··· PROVIDED DATA ···

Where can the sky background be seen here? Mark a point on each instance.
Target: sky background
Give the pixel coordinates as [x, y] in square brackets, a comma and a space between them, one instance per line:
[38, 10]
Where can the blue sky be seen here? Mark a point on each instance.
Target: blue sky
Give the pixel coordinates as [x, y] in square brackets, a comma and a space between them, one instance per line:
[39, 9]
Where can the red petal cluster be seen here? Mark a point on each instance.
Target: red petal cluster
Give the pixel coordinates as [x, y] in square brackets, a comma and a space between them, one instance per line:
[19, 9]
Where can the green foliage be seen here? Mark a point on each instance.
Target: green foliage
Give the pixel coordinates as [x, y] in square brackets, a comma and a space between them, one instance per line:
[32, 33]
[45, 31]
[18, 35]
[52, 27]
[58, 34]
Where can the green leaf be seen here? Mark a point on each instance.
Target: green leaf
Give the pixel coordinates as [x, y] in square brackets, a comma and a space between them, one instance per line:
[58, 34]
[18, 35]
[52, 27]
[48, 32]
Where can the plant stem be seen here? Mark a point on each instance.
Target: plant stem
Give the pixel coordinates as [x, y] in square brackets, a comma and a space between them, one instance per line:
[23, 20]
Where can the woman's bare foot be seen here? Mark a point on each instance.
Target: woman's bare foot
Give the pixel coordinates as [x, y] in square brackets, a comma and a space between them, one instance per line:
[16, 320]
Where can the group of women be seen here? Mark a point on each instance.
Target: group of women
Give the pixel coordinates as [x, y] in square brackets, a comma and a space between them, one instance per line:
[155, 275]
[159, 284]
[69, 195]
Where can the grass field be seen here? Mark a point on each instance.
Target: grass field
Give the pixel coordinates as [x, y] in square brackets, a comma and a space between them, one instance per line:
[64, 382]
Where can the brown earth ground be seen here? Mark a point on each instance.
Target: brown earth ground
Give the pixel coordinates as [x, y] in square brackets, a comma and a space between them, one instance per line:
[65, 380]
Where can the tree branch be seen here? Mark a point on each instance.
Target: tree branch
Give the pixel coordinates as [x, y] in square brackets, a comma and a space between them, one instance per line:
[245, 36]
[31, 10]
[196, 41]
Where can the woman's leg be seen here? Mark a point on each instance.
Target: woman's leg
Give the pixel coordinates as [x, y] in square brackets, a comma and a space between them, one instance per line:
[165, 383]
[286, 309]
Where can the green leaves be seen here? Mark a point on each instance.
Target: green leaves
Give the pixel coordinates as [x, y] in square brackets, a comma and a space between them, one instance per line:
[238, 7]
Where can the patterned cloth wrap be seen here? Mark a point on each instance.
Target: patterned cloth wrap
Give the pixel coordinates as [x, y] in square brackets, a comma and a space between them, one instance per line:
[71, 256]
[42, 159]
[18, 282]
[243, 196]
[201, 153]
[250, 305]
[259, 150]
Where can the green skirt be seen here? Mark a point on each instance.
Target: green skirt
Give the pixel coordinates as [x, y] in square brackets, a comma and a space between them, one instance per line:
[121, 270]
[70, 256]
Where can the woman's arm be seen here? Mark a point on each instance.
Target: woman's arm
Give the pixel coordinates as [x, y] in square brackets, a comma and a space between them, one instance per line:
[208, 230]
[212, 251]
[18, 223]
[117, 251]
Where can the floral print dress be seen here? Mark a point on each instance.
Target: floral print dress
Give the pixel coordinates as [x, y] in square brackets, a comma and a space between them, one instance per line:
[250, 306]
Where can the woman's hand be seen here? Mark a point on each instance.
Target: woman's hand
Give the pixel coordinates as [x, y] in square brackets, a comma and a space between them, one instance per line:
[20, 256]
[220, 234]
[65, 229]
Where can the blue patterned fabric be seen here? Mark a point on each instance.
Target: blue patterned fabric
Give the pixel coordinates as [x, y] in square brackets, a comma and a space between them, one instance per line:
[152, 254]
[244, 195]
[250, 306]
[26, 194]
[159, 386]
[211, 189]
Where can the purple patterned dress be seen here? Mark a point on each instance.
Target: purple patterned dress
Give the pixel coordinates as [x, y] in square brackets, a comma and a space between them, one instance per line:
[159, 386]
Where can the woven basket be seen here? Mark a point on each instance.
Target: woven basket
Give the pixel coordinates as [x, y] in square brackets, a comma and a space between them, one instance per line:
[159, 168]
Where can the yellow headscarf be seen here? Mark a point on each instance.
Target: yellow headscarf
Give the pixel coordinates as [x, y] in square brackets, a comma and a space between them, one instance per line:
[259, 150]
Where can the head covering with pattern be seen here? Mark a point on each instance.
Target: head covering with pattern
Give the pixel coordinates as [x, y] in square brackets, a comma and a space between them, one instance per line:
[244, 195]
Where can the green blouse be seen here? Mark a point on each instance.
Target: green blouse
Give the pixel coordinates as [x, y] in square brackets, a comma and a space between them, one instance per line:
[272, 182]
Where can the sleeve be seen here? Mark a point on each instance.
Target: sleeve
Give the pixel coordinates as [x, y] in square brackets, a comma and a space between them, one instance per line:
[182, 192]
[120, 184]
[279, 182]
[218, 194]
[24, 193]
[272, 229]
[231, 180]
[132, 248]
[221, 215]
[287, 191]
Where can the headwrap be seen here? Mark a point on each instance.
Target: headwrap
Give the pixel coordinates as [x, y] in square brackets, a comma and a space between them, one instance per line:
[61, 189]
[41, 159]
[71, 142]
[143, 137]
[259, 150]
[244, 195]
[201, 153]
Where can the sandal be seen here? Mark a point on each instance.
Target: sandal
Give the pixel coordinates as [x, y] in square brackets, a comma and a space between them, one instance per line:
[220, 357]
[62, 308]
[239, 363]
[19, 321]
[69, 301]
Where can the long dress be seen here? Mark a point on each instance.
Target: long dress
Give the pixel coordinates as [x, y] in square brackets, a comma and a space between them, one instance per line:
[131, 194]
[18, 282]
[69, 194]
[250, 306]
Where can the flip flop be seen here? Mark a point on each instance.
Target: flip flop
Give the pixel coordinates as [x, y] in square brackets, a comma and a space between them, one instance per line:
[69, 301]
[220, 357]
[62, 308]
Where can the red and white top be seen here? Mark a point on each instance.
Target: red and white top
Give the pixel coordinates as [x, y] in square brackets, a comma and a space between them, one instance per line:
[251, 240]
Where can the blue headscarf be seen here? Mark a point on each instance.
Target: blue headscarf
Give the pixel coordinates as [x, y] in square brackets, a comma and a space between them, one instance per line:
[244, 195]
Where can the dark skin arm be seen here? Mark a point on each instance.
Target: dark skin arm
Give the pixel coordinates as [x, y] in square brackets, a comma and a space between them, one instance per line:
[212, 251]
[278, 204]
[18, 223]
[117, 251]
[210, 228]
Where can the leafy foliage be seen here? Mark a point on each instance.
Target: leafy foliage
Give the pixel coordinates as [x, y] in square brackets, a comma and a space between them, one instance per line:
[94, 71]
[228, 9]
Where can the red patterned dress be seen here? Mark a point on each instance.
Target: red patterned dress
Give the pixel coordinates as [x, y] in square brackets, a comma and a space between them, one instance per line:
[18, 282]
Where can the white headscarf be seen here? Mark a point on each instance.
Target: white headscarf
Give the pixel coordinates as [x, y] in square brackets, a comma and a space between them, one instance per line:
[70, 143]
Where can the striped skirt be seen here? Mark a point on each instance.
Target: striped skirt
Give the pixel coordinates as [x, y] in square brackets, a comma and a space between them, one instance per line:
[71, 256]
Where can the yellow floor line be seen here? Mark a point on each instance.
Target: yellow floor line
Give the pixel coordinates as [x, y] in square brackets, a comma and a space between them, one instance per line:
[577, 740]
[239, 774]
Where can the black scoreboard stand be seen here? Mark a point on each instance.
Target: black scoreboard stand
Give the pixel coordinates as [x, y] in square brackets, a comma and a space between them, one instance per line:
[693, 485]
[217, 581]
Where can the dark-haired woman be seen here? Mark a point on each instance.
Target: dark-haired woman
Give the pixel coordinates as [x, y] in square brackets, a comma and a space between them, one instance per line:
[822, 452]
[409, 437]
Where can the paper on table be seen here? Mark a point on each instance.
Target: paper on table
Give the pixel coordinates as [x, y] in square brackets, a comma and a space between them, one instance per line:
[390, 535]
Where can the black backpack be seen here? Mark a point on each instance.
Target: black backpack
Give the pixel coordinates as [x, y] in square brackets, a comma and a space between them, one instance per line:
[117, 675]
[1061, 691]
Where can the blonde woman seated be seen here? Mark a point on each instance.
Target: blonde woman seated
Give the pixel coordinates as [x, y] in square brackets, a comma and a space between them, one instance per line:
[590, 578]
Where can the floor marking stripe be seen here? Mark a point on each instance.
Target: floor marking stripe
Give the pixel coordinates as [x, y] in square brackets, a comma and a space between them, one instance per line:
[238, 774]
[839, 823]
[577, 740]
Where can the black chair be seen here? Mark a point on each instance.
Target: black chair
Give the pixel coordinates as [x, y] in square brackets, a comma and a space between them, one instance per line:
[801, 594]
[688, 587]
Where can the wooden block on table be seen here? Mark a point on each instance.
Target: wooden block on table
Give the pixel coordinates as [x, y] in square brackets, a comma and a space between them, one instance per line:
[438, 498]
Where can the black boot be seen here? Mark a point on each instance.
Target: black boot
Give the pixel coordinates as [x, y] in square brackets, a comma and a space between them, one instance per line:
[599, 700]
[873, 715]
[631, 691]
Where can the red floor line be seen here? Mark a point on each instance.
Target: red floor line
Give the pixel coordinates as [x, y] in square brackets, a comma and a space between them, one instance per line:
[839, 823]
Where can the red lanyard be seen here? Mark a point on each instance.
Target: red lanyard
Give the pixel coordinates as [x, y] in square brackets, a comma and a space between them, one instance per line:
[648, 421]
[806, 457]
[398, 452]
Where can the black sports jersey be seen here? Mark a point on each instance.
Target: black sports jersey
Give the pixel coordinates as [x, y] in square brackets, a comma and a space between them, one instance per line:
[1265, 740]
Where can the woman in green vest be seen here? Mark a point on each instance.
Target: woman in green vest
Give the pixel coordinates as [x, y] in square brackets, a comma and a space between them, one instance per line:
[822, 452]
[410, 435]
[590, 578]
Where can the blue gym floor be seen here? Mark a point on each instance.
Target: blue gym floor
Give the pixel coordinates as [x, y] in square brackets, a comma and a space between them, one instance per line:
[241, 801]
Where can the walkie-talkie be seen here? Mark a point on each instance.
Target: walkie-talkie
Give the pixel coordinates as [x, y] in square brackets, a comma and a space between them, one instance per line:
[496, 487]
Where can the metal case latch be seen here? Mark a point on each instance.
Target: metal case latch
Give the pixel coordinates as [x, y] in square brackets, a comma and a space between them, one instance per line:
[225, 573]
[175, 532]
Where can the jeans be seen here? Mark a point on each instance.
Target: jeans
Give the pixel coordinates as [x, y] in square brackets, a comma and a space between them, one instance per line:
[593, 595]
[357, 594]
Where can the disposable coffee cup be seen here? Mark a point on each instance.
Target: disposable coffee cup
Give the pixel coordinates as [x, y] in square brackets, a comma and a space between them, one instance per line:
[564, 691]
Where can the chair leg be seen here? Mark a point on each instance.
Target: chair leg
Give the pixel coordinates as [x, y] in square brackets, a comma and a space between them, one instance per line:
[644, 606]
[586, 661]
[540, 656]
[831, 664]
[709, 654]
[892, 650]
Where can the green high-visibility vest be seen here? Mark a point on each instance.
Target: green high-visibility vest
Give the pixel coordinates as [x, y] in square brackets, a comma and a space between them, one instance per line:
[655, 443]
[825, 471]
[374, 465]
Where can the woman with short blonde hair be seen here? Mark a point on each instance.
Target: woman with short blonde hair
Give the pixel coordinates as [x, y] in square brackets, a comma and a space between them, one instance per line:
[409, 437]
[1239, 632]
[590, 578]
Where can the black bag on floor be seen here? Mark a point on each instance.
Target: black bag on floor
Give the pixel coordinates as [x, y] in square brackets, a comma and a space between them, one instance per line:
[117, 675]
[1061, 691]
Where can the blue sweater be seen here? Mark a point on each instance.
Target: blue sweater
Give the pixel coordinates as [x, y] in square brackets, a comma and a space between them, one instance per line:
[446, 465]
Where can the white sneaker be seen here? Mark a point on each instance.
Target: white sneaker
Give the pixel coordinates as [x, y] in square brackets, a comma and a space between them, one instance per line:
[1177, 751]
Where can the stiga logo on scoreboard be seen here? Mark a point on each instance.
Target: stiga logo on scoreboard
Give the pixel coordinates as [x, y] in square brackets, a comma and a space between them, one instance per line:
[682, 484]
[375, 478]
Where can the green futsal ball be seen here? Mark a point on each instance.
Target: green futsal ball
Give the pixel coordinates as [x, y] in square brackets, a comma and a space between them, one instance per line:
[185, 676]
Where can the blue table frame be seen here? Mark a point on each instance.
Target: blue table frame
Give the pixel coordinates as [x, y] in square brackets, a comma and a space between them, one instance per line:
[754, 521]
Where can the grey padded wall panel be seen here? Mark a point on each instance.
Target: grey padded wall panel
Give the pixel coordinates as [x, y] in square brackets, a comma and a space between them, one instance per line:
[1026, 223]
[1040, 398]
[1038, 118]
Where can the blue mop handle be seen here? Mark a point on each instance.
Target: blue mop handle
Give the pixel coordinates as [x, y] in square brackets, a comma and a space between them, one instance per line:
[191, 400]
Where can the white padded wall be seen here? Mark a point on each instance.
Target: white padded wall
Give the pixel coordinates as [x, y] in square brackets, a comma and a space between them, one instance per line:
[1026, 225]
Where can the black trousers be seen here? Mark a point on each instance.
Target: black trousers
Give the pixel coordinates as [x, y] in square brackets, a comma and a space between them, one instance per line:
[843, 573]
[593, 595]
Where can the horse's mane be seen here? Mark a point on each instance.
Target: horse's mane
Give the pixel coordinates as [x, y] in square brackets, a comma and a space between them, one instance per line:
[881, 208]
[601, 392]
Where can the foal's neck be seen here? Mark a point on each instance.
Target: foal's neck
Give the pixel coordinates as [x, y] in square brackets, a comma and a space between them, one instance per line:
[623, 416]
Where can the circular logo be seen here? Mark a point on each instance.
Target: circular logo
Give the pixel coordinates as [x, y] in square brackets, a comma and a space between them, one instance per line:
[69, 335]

···

#### [EXERCISE DETAILS]
Repeat only the lines from the one holding "Where can the white padded" through the last line of the data.

#### [COMPLETE OUTPUT]
Where can the white padded wall be seen here? Mark a point on each instance.
Target: white padded wall
Give the pixel coordinates as [x, y] in square brackets, a comma and a space between them, one instance per line:
[1026, 225]
Where can the black trousers be seen here? Mark a point on each instance.
Target: black trousers
Give the pixel coordinates as [x, y] in square brackets, a comma and a space between them, one instance per line:
[843, 573]
[593, 595]
Where can the horse's mane be seen here? Mark a point on each instance.
Target: horse's mane
Give the pixel coordinates as [x, y] in square brackets, a comma and a space between them, one instance per line:
[881, 208]
[601, 392]
Where can the foal's neck be seen here? Mark a point on each instance.
Target: foal's neck
Give the pixel coordinates as [x, y] in square brackets, a comma and a space between them, one instance per line:
[623, 416]
Where can the circular logo be seen here? Mark a point on each instance.
Target: circular logo
Give the pixel coordinates as [x, y] in square brackets, a comma and a space between them, one instance per line:
[69, 335]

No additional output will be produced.